EXERCISE DIRECTIONS:
Nothing but the text of the records belongs in your answer: repeat all of it exactly and leave out the images.

(Items listed in a dataset)

-------------------------

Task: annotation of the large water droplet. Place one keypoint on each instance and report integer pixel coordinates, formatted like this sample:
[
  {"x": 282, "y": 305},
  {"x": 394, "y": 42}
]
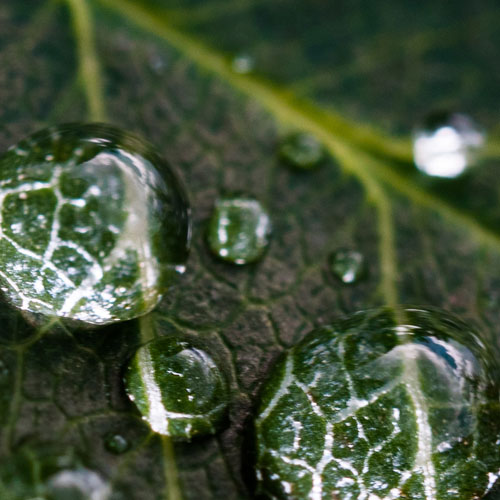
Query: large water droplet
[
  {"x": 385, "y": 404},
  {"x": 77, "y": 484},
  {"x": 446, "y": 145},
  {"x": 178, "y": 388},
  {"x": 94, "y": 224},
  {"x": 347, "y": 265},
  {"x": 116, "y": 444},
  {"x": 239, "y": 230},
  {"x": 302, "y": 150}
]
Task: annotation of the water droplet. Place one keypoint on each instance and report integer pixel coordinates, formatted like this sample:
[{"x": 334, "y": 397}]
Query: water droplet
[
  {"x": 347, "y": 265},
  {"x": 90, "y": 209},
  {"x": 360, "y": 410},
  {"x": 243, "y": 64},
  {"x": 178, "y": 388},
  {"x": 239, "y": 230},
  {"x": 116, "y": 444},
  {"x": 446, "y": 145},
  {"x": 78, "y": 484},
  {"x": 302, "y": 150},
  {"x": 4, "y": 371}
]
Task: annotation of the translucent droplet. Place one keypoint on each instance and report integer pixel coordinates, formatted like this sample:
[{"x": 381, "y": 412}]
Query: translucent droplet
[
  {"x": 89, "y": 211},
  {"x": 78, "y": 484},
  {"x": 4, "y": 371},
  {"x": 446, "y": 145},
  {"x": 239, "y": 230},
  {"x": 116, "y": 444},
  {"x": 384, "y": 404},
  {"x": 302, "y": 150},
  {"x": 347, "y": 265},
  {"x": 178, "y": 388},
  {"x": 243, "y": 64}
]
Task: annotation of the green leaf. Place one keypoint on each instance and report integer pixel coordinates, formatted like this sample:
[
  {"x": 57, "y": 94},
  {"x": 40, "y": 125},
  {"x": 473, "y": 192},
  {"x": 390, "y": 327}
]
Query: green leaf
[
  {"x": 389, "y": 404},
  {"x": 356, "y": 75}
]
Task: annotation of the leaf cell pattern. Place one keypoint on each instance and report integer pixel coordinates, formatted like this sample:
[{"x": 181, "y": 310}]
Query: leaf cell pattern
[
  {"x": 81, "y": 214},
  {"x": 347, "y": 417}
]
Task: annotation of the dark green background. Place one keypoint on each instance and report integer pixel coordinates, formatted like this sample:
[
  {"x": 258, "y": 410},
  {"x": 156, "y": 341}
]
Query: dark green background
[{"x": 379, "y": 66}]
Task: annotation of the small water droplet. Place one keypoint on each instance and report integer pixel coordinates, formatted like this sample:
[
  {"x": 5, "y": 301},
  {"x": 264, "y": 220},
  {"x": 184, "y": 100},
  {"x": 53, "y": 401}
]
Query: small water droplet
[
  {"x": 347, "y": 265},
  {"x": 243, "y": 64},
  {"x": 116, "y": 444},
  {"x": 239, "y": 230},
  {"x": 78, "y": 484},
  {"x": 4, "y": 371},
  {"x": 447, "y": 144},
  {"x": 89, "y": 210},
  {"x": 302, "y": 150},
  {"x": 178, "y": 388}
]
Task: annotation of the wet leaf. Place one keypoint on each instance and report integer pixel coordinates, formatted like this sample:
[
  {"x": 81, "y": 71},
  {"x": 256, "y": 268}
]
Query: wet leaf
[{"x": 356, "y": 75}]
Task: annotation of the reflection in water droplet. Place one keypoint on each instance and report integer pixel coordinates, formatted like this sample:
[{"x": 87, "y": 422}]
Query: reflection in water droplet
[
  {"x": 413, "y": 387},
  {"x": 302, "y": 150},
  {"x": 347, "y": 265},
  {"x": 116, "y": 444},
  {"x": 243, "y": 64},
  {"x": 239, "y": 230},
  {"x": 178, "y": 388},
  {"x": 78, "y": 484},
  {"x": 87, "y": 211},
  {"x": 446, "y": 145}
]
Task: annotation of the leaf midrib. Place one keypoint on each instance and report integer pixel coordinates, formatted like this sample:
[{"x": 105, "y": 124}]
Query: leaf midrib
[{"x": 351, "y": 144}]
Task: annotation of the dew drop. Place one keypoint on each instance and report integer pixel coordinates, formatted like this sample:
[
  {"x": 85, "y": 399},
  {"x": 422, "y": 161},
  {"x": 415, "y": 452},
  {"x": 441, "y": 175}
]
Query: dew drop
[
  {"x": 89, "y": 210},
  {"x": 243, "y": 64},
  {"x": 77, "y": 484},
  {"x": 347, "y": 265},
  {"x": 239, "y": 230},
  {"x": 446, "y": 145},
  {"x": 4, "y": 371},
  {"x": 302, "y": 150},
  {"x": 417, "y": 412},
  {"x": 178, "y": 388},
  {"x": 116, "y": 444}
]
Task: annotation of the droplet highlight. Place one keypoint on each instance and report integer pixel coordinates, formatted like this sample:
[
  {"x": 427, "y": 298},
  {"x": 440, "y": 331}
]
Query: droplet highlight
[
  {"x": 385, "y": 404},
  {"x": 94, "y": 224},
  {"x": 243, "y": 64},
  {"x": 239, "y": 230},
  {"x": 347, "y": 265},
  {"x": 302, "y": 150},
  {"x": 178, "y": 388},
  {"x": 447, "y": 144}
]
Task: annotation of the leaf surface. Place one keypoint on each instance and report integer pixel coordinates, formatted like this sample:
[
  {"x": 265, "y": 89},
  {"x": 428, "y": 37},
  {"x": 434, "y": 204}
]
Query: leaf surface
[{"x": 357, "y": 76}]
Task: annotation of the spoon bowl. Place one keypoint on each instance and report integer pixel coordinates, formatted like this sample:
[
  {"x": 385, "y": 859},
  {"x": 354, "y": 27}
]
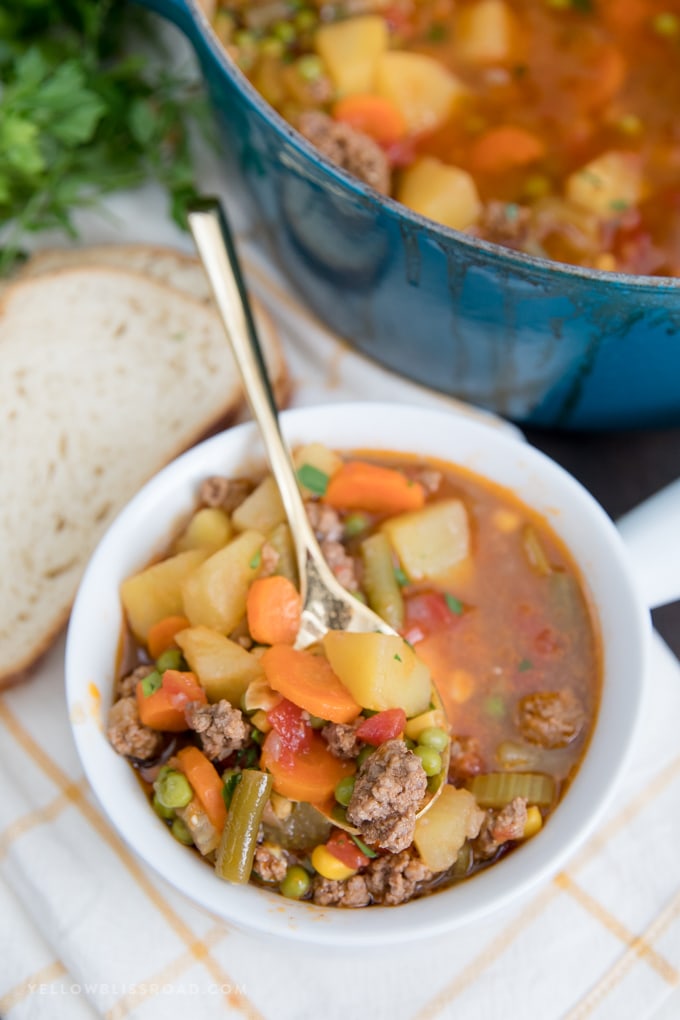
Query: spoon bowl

-------------------------

RESULT FOR THIS TASK:
Task: annotation of the large water droplet. Place one keypoint on each instance and report integer pixel coordinates, formatted like this sample:
[
  {"x": 282, "y": 305},
  {"x": 394, "y": 42}
]
Query: large water droplet
[
  {"x": 385, "y": 404},
  {"x": 77, "y": 484},
  {"x": 446, "y": 145},
  {"x": 178, "y": 388},
  {"x": 94, "y": 224},
  {"x": 347, "y": 265},
  {"x": 116, "y": 444},
  {"x": 239, "y": 230},
  {"x": 302, "y": 150}
]
Task: annotation of the water droplet. Place one keypoint on each instance and report integer pixel coordinates, formatted like this sample:
[{"x": 334, "y": 397}]
Query: water droplet
[
  {"x": 347, "y": 265},
  {"x": 90, "y": 209},
  {"x": 360, "y": 410},
  {"x": 243, "y": 64},
  {"x": 178, "y": 388},
  {"x": 239, "y": 230},
  {"x": 116, "y": 444},
  {"x": 446, "y": 145},
  {"x": 78, "y": 484},
  {"x": 302, "y": 150},
  {"x": 4, "y": 371}
]
Task: annotation of the translucent droplet. Place one keypoint on each instance and report integer pixel coordinates, formatted like this sample:
[{"x": 381, "y": 412}]
Query: translucent droplet
[
  {"x": 89, "y": 211},
  {"x": 78, "y": 484},
  {"x": 4, "y": 371},
  {"x": 446, "y": 145},
  {"x": 239, "y": 230},
  {"x": 116, "y": 444},
  {"x": 384, "y": 404},
  {"x": 302, "y": 150},
  {"x": 347, "y": 265},
  {"x": 178, "y": 388},
  {"x": 243, "y": 64}
]
Task: annotation of the green leaf. Place one keypoint on each instance and report integer pixel coordinates, formatted like this sample:
[
  {"x": 57, "y": 94},
  {"x": 40, "y": 125},
  {"x": 473, "y": 192},
  {"x": 390, "y": 327}
]
Query: green leaf
[
  {"x": 389, "y": 404},
  {"x": 356, "y": 75}
]
Task: annotation of the leaf cell pattern. Place one keypoint on each instance and report integer pixel coordinates, formatted like this sample:
[{"x": 181, "y": 310}]
Query: leaf cell pattern
[
  {"x": 81, "y": 214},
  {"x": 347, "y": 417}
]
Task: annotation of the dark green background. Place one keypoint on each instance and report integer pixel coordinates, formatted like this sample:
[
  {"x": 258, "y": 410},
  {"x": 156, "y": 341}
]
Query: dark green background
[{"x": 379, "y": 66}]
Task: annotation of the small water droplet. Place one keypoint on each instance and report integer pixel coordinates, formatted like this sample:
[
  {"x": 5, "y": 301},
  {"x": 264, "y": 220},
  {"x": 184, "y": 100},
  {"x": 53, "y": 401}
]
Query: small water droplet
[
  {"x": 347, "y": 265},
  {"x": 243, "y": 64},
  {"x": 116, "y": 444},
  {"x": 239, "y": 230},
  {"x": 78, "y": 484},
  {"x": 4, "y": 371},
  {"x": 447, "y": 144},
  {"x": 89, "y": 210},
  {"x": 302, "y": 150},
  {"x": 178, "y": 388}
]
Task: annotation of the wet leaf. Place one keypoint on each instance and report integer pixel coordinates, formatted like this sample:
[
  {"x": 81, "y": 71},
  {"x": 256, "y": 268}
]
Query: wet leaf
[{"x": 356, "y": 75}]
Task: annotation of the reflection in water droplet. Place one keypoint on each instance and report integer pixel coordinates, formatted like this sample:
[{"x": 87, "y": 422}]
Query: reflection in water droplet
[
  {"x": 413, "y": 387},
  {"x": 302, "y": 150},
  {"x": 347, "y": 265},
  {"x": 116, "y": 444},
  {"x": 243, "y": 64},
  {"x": 239, "y": 230},
  {"x": 178, "y": 388},
  {"x": 78, "y": 484},
  {"x": 87, "y": 211},
  {"x": 446, "y": 145}
]
Task: annotation of the leaf midrib. Place one keypoint on each instance and report integer pixel coordinates, formatted like this sample:
[{"x": 105, "y": 124}]
Query: leaf midrib
[{"x": 351, "y": 144}]
Task: annotation of the dew drop. Place one keypoint on each instance and report integer pixel coordinates, formatted like this sample:
[
  {"x": 85, "y": 399},
  {"x": 422, "y": 161},
  {"x": 415, "y": 452},
  {"x": 441, "y": 175}
]
Query: dew drop
[
  {"x": 89, "y": 210},
  {"x": 243, "y": 64},
  {"x": 77, "y": 484},
  {"x": 347, "y": 265},
  {"x": 239, "y": 230},
  {"x": 446, "y": 145},
  {"x": 4, "y": 371},
  {"x": 302, "y": 150},
  {"x": 417, "y": 412},
  {"x": 178, "y": 388},
  {"x": 116, "y": 444}
]
Task: annotation of the droplet highlight. Place one keypoint on each instance and report integer pixel coordinates, formatted like this sample:
[
  {"x": 427, "y": 298},
  {"x": 440, "y": 331}
]
Query: droplet highlight
[
  {"x": 385, "y": 404},
  {"x": 94, "y": 224},
  {"x": 243, "y": 64},
  {"x": 239, "y": 230},
  {"x": 347, "y": 265},
  {"x": 302, "y": 150},
  {"x": 178, "y": 388},
  {"x": 447, "y": 144}
]
Task: annotation of the leaf surface. Place one keypoint on each instance and report integer pixel coordinates, formatted like this sample:
[
  {"x": 265, "y": 89},
  {"x": 428, "y": 37},
  {"x": 434, "y": 204}
]
Query: leaf surface
[{"x": 357, "y": 76}]
Task: annotation of the spoon bowl. Place one keypoint on each instance and report integer pixel coordinates, formatted like this sample:
[
  {"x": 385, "y": 859},
  {"x": 354, "y": 27}
]
Query: spoon bowl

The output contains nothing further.